**EXERCISE DETAILS**
Write out the records below again, changing every "one pair per line" to "each pair on its own line" and leaving everything else as it is.

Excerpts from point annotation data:
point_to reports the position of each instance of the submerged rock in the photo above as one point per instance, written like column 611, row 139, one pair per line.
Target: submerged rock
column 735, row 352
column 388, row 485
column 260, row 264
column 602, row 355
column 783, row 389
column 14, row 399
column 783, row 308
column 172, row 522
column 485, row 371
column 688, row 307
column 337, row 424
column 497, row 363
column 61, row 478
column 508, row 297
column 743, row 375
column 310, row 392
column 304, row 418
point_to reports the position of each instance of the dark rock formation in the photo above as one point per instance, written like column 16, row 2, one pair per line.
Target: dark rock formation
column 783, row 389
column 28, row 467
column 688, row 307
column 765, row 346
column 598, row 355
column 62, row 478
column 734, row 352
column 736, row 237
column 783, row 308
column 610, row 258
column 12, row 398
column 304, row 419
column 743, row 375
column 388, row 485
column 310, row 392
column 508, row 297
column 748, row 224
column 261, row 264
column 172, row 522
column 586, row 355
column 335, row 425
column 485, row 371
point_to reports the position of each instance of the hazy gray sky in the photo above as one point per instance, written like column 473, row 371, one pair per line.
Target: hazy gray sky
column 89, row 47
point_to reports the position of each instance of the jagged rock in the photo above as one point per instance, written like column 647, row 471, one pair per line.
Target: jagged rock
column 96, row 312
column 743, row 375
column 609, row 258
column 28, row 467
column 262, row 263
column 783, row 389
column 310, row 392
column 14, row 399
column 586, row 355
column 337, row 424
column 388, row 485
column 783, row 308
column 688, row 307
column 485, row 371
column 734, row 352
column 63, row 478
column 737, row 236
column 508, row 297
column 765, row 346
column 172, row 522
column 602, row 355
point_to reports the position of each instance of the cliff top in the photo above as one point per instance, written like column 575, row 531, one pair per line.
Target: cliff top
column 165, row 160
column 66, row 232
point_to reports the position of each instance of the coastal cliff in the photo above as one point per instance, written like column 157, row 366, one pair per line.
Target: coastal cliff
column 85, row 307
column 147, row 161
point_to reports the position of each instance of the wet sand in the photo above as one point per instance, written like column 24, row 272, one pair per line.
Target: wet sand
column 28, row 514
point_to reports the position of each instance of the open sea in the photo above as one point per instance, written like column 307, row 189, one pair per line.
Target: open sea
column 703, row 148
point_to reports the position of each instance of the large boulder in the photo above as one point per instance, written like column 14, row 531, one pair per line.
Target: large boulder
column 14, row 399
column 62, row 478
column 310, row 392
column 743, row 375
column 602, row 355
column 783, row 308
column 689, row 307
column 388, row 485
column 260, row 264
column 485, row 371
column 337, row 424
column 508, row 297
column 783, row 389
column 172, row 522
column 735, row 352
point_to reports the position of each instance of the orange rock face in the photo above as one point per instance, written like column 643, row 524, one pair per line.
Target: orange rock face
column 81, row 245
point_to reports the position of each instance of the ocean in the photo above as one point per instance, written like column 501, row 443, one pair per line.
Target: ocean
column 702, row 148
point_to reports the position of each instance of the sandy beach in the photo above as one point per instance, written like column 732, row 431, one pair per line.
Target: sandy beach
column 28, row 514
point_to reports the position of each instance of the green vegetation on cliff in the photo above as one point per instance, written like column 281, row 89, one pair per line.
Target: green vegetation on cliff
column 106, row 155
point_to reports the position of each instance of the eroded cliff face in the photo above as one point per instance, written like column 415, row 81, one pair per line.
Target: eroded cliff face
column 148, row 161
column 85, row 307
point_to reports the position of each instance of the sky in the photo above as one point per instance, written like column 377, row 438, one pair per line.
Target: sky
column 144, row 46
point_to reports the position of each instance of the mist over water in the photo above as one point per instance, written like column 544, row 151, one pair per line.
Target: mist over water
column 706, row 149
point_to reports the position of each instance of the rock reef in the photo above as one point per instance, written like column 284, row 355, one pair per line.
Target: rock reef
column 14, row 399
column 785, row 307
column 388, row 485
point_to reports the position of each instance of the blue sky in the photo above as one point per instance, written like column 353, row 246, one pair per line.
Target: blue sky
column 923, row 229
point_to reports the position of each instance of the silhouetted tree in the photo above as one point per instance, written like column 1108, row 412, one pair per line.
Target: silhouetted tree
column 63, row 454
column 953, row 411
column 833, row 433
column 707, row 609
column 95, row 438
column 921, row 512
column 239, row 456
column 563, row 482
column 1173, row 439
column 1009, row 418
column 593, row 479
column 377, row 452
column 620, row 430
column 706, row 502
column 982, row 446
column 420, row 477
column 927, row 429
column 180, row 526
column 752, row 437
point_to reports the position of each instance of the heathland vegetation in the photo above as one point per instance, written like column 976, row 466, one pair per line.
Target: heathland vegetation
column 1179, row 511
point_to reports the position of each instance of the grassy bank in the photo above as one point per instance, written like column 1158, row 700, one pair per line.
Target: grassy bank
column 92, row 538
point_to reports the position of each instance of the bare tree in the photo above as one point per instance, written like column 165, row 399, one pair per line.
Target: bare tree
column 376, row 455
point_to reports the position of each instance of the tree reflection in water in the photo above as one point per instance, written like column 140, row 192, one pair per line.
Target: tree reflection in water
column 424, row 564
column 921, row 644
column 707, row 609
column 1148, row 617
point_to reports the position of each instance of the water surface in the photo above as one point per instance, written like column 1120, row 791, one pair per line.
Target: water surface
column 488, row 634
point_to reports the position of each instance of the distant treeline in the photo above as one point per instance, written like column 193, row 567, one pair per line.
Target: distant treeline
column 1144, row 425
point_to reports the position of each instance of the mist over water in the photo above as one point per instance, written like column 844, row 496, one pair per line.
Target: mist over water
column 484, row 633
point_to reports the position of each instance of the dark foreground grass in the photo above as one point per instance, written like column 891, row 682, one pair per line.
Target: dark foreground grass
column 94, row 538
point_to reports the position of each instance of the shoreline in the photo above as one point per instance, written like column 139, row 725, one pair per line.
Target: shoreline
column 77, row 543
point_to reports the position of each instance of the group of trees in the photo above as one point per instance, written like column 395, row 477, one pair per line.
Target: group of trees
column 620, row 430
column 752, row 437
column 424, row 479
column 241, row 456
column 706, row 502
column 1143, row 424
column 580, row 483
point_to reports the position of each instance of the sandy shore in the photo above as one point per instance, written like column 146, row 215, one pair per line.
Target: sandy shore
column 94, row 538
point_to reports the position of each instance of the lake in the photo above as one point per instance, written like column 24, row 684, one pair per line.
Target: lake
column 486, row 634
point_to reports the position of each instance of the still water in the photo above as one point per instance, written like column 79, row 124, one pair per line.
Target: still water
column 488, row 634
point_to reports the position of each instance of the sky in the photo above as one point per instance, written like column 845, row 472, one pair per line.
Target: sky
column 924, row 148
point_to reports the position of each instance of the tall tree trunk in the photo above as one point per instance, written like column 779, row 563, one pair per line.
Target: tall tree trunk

**FINISHED TASK**
point_to reports the position of each instance of the submerged rock in the photo above as one point per instance, written like column 611, row 139, each pair on its own line.
Target: submerged rock
column 735, row 352
column 388, row 485
column 260, row 264
column 602, row 355
column 783, row 389
column 14, row 399
column 783, row 308
column 172, row 522
column 485, row 371
column 688, row 307
column 337, row 424
column 497, row 363
column 61, row 478
column 508, row 297
column 743, row 375
column 310, row 392
column 304, row 418
point_to reports the position of each instance of the dark rock formation in the photo above as one point per instance, written like column 16, row 2, each pair on its own line.
Target: dark rock formation
column 783, row 389
column 28, row 467
column 688, row 307
column 765, row 346
column 598, row 355
column 62, row 478
column 734, row 352
column 736, row 237
column 783, row 308
column 610, row 258
column 12, row 398
column 304, row 419
column 743, row 375
column 388, row 485
column 310, row 392
column 508, row 297
column 748, row 224
column 261, row 264
column 172, row 522
column 586, row 355
column 335, row 425
column 485, row 371
point_to reports the position of each instance of the hazy gray sky in the photo above as one point per instance, written like column 473, row 371, each pair on its own line.
Target: hazy gray sky
column 89, row 47
point_to reports the position of each instance of the jagged rock in the photo above as one point per instance, written like column 647, row 471, each pair on its own line.
Target: jagged rock
column 96, row 312
column 743, row 375
column 609, row 258
column 28, row 467
column 262, row 263
column 783, row 389
column 310, row 392
column 14, row 399
column 586, row 355
column 337, row 424
column 388, row 485
column 783, row 308
column 688, row 307
column 485, row 371
column 734, row 352
column 63, row 478
column 737, row 236
column 508, row 297
column 765, row 346
column 172, row 522
column 602, row 355
point_to reports the position of each instance of the cliff top in the photo above as one point per instance, written like column 575, row 531, each pair on its own line.
Target: cliff top
column 165, row 160
column 66, row 232
point_to reports the position of each instance of the coastal cliff in the photo above as one point per instance, written like column 157, row 366, each pair on its own line.
Target: coastal cliff
column 85, row 307
column 147, row 161
point_to reports the position of each instance of the wet sand in the photo above as one point per instance, written like column 24, row 272, each pair on its own line.
Target: wet sand
column 28, row 514
point_to reports the position of each instance of the open sea in the photo above as one point per instance, written like column 307, row 189, each pair on its own line.
Target: open sea
column 703, row 148
point_to reports the position of each instance of the large boulder in the photo above as one point per instance, written like column 14, row 531, each pair on its own line.
Target: large boulder
column 14, row 399
column 62, row 478
column 310, row 392
column 743, row 375
column 602, row 355
column 783, row 308
column 689, row 307
column 388, row 485
column 260, row 264
column 485, row 371
column 337, row 424
column 508, row 297
column 783, row 389
column 172, row 522
column 735, row 352
point_to reports the position of each instance of the orange rock face in the photo above as one point per instance, written like column 643, row 524, each pair on its own line.
Target: orange rock face
column 81, row 245
point_to reports the position of each instance of the ocean in the photo above as one point per instance, written like column 501, row 443, each pair on its own line.
Target: ocean
column 702, row 148
point_to reports the position of each instance of the sandy beach in the photo above as one point per instance, written like column 732, row 431, each pair on its own line.
Target: sandy beach
column 28, row 514
point_to reports the position of each instance of the green vegetation on cliff in the photo above as one point per instance, written like column 281, row 89, each pair on its own line.
Target: green vegetation on cliff
column 106, row 155
point_to reports the position of each instance of the eroded cliff face in the photo above as one point per instance, written like column 415, row 81, each pair on its own line.
Target: eroded cliff face
column 148, row 161
column 85, row 307
point_to reports the position of each instance of the sky in the photo above as one point per instance, written like column 377, row 438, each pair on its own line.
Target: sky
column 144, row 46
point_to reports the position of each instance of the mist over water in the photo above as one point per instance, written like column 544, row 151, each pair on its own line.
Target: mist over water
column 706, row 149
point_to reports the position of each instance of the rock reef in the photo above as one point per instance, written like column 284, row 355, each pair on its own line.
Target: rock reef
column 14, row 399
column 785, row 307
column 388, row 485
point_to reports the position of each instance of the blue sky in the photo above as one point per instance, written like column 353, row 246, each pair on its own line.
Target: blue sky
column 923, row 229
point_to reports the position of each instance of the silhouetted tree in the photo above as one point per instance, written like column 1108, row 412, each pair on its own line.
Target: silhouetted tree
column 63, row 454
column 953, row 411
column 833, row 433
column 707, row 609
column 95, row 438
column 921, row 512
column 239, row 456
column 563, row 482
column 1173, row 439
column 1009, row 418
column 593, row 479
column 377, row 452
column 620, row 430
column 706, row 502
column 982, row 446
column 420, row 477
column 927, row 429
column 180, row 526
column 752, row 437
point_to reports the position of each instance of the heathland vegetation in the photo above as one point per instance, written like column 976, row 466, each pair on its own line.
Target: heathland vegetation
column 1179, row 511
point_to reports the position of each instance of the grassy bank in the photo above as one point per instance, written like column 1158, row 700, each pair on its own line.
Target: grassy bank
column 92, row 538
point_to reports the position of each instance of the bare tree in the photo above as one point per instance, written like column 165, row 399, each pair on its own line.
Target: bare tree
column 376, row 455
point_to reports the position of each instance of the tree reflection in water in the photo above as one point per instance, written like column 140, row 192, each pair on its own line.
Target: tree reflection in water
column 424, row 564
column 921, row 644
column 707, row 609
column 1148, row 617
point_to reports the position of each instance of the water surface in the photo above as one point per instance, written like column 1120, row 791, each pair on its own line.
Target: water surface
column 488, row 634
point_to reports the position of each instance of the distant treeline in the photo above as one point per instance, written like column 193, row 567, each pair on its own line.
Target: distant treeline
column 1144, row 425
point_to reports the position of each instance of the mist over water in the photo above as one point per instance, written like column 844, row 496, each pair on its own line.
Target: mist over water
column 484, row 633
point_to reports the position of each instance of the dark foreground grass in the photo above as one point per instance, written like column 891, row 682, each pair on its own line.
Target: dark foreground grass
column 94, row 538
point_to reports the position of each instance of the shoreline in the photo above as one point per instance, written like column 139, row 725, each pair on its own line.
Target: shoreline
column 77, row 543
point_to reports the position of each instance of the group of trees in the photo above as one point per instance, written like column 395, row 477, each pair on its own line.
Target: group of trees
column 620, row 430
column 752, row 437
column 424, row 479
column 241, row 456
column 706, row 502
column 1143, row 424
column 580, row 483
point_to reports the position of each instance of the sandy shore in the photo above as one point per instance, written like column 146, row 215, each pair on its own line.
Target: sandy shore
column 94, row 538
point_to reports the position of each instance of the lake in the photo above as one point per instance, written like column 24, row 684, each pair on its own line.
Target: lake
column 486, row 634
point_to reports the position of each instance of the still water in the photo above as one point per instance, written like column 79, row 124, each pair on its own line.
Target: still water
column 488, row 634
point_to reports the position of each instance of the sky in the photo above as one point per instance, written like column 845, row 472, each pair on its own line.
Target: sky
column 924, row 148
point_to reports the position of each instance of the tall tree trunk in the photo above as one point per instance, written like column 779, row 563, each pair on its own line.
Target: tall tree trunk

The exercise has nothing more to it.